Procedures to be used in an emergency.  The issue of procedures to be used in an emergency is divided into sub-themes:  Procedures to deal with emergencies and providing information on local back-up services.  59% of the sites had procedures in place to deal with emergency situations.  The most common method was directing clients to use either an emergency telephone number such as 911 or a toll-free suicide hotline.  Only 32% of the websites included local emergency back-ups such as hospital, medical, treatment, physician, or close friend information that was taken at the time of intake to handle emergencies. 


Overall, the author concluded that a high level of compliance was found with the duty to inform and a low level of compliance was found in the area of duty to maintain professional boundaries.  The duty to maintain confidentiality and procedures to be used in an emergency “yielded mixed results, raising some concerns.”  The author felt that there was a “dire need” to revisit and revise the NASW Code of Ethics to address changes in technology that have occurred over recent years. 


State and Legal Guidelines


Aside from Ethical Guidelines, several state licensing boards have adopted laws and guidelines for professional practice in online counseling and “tele-psychology.”  For instance, there may be problems if a psychologist licensed in one particular state provides e-therapy service to a patient in another state.  This is due to the fact that each state has their own set of professional licensing and practice laws in order to protect their citizens. To assess this issue, Koocher and Morray (2000) conducted a survey of the 50 state attorney generals and asked several questions related to telepsychology.   The researchers asked questions about laws regarding telepsychology practice, whether any charges had ever been brought related to this practice, and how the state handles those telepsychology services provided from another state. At that time, 24 states claimed regulatory authority over practitioners residing in other states that provided e-therapy services in their state.  Seven states acknowledged receiving complaints about e-therapy services and charges had been brought in E-therapy cases in at least two states.  Given the exceptional advancement and use of the Internet in the ten years since that publication, things have likely changed.  For instance, the California Board of Psychology has a notice to consumers regarding those who choose to seek psychological service over the Internet (See Table 11 or click here). Similar statutes likely exist in other states and these should be checked carefully by the e-therapy provider.

Dataset entries:
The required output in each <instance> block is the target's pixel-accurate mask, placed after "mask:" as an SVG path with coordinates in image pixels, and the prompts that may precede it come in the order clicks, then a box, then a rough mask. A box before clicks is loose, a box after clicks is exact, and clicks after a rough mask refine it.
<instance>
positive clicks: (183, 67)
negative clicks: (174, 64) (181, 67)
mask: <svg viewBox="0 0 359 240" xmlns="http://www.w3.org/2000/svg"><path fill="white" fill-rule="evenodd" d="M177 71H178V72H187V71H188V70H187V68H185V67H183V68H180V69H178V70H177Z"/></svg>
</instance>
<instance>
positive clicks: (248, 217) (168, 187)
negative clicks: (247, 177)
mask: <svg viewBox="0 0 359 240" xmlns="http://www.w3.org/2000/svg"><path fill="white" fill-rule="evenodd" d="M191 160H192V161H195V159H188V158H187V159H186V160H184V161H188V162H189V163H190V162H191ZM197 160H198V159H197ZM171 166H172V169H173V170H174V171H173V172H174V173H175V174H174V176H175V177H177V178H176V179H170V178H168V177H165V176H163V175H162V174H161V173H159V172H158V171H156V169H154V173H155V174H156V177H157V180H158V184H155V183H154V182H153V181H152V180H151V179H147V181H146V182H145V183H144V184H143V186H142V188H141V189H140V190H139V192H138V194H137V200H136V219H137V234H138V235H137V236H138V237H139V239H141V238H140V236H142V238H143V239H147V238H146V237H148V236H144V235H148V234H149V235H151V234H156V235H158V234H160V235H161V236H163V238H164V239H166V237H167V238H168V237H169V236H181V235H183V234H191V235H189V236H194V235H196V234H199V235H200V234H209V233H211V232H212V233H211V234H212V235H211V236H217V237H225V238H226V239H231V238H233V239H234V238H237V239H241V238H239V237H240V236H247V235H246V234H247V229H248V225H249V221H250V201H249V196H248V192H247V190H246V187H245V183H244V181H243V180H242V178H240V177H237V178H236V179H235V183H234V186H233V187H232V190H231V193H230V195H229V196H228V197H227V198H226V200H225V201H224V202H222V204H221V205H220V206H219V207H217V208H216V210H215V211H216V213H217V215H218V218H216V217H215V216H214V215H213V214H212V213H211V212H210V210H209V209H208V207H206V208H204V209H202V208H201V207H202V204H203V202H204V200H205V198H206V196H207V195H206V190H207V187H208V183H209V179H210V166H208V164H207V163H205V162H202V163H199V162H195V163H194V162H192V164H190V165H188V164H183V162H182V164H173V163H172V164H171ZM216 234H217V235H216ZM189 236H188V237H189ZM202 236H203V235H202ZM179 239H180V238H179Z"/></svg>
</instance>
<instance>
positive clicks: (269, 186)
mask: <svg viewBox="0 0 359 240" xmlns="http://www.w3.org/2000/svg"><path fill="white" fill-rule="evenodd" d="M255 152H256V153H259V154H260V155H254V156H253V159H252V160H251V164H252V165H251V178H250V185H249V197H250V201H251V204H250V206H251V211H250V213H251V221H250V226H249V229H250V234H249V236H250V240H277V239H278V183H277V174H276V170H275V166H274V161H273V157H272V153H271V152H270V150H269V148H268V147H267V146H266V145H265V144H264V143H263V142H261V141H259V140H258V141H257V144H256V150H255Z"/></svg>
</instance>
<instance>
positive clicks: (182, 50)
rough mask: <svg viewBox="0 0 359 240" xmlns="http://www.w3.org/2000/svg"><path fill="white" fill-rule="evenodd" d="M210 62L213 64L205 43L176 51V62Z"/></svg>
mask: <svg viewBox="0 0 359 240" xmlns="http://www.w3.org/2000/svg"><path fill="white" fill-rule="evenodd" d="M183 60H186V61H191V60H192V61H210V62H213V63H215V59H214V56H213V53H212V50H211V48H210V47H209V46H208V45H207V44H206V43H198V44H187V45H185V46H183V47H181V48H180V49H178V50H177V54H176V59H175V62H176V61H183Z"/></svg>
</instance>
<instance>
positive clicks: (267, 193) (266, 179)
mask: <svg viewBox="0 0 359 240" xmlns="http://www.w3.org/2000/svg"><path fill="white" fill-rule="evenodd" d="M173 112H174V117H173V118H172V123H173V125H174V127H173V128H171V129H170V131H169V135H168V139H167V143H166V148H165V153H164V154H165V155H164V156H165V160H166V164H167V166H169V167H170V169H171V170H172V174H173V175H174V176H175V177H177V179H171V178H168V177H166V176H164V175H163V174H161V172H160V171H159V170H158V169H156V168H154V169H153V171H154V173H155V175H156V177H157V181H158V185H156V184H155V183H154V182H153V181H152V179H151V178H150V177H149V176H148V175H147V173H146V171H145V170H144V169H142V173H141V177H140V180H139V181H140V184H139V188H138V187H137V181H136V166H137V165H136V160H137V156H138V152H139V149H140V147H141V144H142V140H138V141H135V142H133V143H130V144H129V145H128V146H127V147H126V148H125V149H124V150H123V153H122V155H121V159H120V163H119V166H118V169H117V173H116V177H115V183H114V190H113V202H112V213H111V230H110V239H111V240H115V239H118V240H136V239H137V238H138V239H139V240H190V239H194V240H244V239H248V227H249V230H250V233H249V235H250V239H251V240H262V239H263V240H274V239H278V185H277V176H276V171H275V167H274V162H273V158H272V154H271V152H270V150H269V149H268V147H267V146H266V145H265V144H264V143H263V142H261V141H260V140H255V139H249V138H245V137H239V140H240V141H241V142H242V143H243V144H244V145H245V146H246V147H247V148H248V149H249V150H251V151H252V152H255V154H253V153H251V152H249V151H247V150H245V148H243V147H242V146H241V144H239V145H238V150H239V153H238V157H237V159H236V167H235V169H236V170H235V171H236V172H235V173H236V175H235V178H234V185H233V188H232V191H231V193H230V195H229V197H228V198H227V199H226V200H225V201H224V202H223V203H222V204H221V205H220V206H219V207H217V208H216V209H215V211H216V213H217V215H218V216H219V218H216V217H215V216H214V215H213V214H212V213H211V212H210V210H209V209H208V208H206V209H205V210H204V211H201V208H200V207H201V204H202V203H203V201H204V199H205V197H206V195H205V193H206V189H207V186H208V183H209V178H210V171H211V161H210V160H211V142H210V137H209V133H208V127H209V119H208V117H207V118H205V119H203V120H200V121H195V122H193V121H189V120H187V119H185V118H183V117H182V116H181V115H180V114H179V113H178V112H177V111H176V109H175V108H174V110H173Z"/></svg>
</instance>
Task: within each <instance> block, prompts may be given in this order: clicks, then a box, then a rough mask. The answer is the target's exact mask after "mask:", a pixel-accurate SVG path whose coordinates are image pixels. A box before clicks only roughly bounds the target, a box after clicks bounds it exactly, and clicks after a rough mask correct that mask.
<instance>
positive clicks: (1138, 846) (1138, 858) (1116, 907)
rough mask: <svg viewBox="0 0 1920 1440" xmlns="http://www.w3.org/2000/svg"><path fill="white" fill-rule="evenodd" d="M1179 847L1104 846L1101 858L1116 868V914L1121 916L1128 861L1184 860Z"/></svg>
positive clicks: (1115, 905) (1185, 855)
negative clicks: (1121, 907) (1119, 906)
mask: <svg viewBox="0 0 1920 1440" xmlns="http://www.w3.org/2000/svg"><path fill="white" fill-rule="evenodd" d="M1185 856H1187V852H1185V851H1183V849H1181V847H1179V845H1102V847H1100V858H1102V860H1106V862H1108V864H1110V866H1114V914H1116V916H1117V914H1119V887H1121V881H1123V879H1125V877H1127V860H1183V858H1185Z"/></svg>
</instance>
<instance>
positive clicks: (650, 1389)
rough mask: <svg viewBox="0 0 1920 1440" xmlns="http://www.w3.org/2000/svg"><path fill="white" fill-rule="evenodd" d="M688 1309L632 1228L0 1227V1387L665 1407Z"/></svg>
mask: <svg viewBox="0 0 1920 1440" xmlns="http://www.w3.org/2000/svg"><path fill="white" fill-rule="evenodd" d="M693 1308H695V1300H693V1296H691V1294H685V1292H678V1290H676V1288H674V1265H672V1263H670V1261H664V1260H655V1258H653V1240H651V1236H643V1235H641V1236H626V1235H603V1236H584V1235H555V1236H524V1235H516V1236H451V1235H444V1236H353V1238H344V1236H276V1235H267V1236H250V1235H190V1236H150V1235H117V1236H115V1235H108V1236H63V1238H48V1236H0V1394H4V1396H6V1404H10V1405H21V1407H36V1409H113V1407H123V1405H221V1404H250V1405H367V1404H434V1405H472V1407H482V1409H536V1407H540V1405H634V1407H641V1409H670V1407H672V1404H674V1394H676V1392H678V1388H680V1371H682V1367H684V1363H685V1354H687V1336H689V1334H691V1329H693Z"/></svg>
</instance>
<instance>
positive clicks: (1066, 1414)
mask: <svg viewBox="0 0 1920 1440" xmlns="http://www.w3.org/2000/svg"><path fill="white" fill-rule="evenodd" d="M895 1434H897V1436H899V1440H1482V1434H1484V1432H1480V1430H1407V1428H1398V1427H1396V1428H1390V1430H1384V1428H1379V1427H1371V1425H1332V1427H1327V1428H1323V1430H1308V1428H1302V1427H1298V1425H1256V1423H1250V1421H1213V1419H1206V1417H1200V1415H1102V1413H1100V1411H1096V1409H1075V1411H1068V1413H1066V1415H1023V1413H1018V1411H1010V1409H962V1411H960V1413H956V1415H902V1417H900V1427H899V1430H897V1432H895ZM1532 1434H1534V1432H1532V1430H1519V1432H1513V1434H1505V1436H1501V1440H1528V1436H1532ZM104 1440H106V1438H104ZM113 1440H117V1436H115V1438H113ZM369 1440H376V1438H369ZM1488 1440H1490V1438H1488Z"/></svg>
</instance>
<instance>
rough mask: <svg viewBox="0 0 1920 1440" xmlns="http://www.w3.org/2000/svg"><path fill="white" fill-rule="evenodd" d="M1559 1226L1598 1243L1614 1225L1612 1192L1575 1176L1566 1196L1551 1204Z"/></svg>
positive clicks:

Check your understanding:
A - From the e-therapy passage, list every kind of local emergency back-up information it names as being taken at intake.
B - Condense the paragraph of the e-therapy passage that begins "Overall, the author concluded" into a short bulleted list that keeps its main findings.
C - Write a continuation of the e-therapy passage, picking up after its final sentence.

Answer section:
A -
- Hospital
- Medical
- Treatment
- Physician
- Close friend information

B -
- Compliance was high for the duty to inform.
- Compliance was low for the duty to maintain professional boundaries.
- The duty to maintain confidentiality and procedures to be used in an emergency showed mixed results that raised some concerns.
- The author saw a "dire need" to revisit and revise the NASW Code of Ethics to address recent changes in technology.

C -
Table 11. Notice to CA Consumers Regarding the Practice of Psychology on the Internet



The Board of Psychology would like to make the following recommendations to California consumers who choose to seek psychological services over the Internet.


Individuals who provide psychotherapy or counseling, either in person, by telephone, or over the Internet, are required by law to be licensed. Licensing requirements vary by state. Individuals who provide psychotherapy or counseling to persons in California are required to be licensed in California. Such licensure permits the consumer to pursue recourse against the licensee should the consumer believe that the licensee engaged in unprofessional conduct.


Be a cautious consumer when seeking psychological services over the Internet, or by any other means, by doing the following:


Verify that the practitioner has a current and valid license in the State of California.


Be sure you understand the fee that you will be charged for the services to be rendered and that you fully understand how and to whom the fee is to be paid.


Be sure you are satisfied with the methods used to ensure your communications with and by the therapist will be confidential.


Be sure you are aware of the risks and benefits of doing therapy, over the Internet or by any other means, so you can make an informed choice about the therapy to be provided.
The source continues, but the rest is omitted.